> [DATA TO PROCESS]:
★ ★ ★
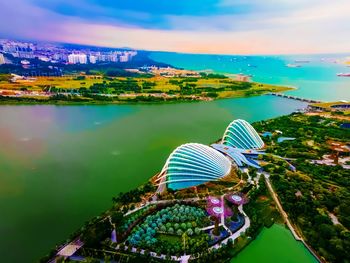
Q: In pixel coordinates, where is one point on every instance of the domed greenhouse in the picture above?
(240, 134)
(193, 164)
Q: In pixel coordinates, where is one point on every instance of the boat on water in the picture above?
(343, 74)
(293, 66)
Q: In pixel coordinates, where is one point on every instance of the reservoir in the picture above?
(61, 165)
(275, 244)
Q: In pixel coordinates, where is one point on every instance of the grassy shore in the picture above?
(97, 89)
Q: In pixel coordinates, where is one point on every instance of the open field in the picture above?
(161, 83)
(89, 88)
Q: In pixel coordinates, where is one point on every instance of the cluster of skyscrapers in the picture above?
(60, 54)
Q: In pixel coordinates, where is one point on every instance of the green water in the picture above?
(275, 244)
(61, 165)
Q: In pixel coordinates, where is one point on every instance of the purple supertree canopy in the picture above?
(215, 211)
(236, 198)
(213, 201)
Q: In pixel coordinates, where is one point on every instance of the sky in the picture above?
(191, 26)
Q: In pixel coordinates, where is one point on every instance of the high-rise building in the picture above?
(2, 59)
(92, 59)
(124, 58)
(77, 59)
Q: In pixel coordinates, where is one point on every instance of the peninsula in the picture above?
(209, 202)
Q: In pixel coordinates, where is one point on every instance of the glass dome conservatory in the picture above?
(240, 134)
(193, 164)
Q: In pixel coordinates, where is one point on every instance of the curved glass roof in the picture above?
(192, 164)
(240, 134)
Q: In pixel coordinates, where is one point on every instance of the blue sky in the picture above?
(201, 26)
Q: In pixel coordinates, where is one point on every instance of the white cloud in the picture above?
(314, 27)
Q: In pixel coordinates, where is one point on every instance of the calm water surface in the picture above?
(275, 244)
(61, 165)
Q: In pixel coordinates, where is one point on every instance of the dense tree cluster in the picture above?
★ ★ ★
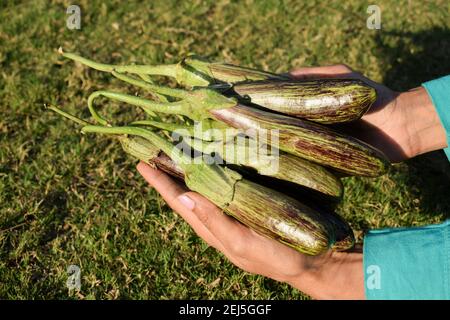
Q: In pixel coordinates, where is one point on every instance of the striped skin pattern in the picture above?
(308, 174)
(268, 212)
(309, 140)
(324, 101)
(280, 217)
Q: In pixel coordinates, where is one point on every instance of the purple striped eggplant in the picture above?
★ ★ ★
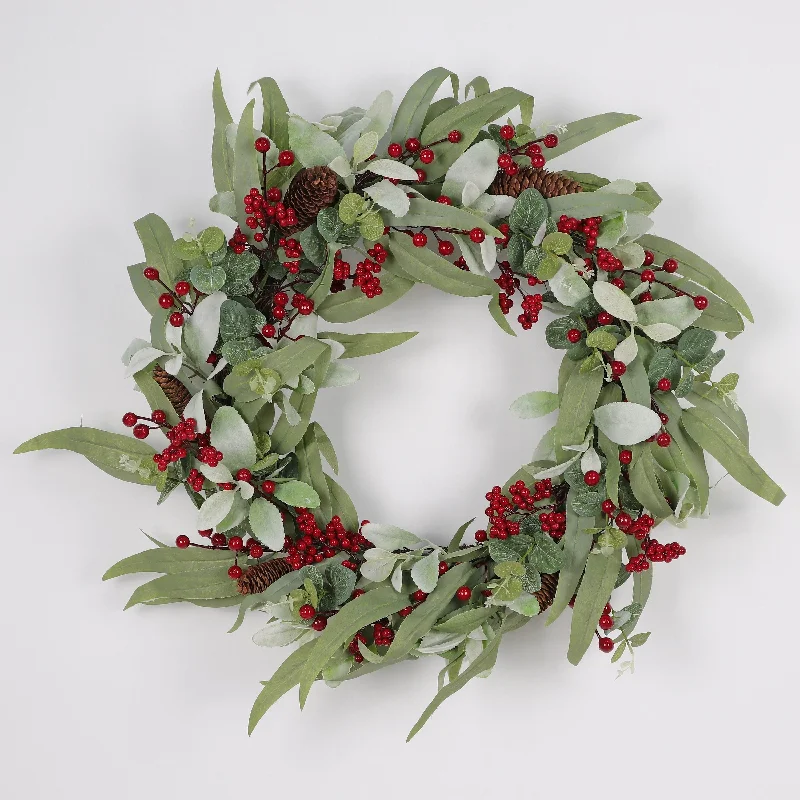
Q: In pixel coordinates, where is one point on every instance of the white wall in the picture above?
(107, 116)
★ ★ ★
> [PROBLEM DETAILS]: When the line with "skyscrapers in the picture above?" is reached in the data above, begin copying, and stop after the line with "cluster in the picture above?"; copy each line exactly, both ends included.

> [WRITTEN ANSWER]:
Q: In pixel coordinates, where is one point on every instance of the cluster of skyscrapers in the picture above?
(60, 54)
Q: In pixel coordinates, where is one point on every instance of the green water in the picture above?
(275, 244)
(61, 165)
Q: In pixel coordinates, where is one point on every instance of the purple supertree canopy in the picture above?
(215, 211)
(236, 198)
(213, 201)
Q: In pixel coordinates, where is one point on every instance of the sky in the picture above?
(191, 26)
Q: In pixel coordinates, where is one point on every instance of the high-rise building in the picture above?
(2, 59)
(92, 59)
(124, 58)
(77, 59)
Q: In pixel coordinates, where is one point on every instance of the peninsula in the picture above?
(209, 202)
Q: In pixel coordinates, where is one point on every instance of the glass dome conservatory in the picture above?
(240, 134)
(193, 164)
Q: In pixel coordinates, where is one point on every instance of the curved glass roof in the picture above?
(192, 164)
(240, 134)
Q: In pixel coordinates, where is one point on every instance of the blue sky in the picture above?
(201, 26)
Q: In pixel coordinates, where is one point on every instance of the white cloud in the picture above?
(314, 27)
Q: In pixel coordinates, where is one point on every instance of the calm water surface in the picture above?
(275, 244)
(61, 165)
Q: In pixel coordinates, where is one point on every instance of the dense tree cluster in the picture above?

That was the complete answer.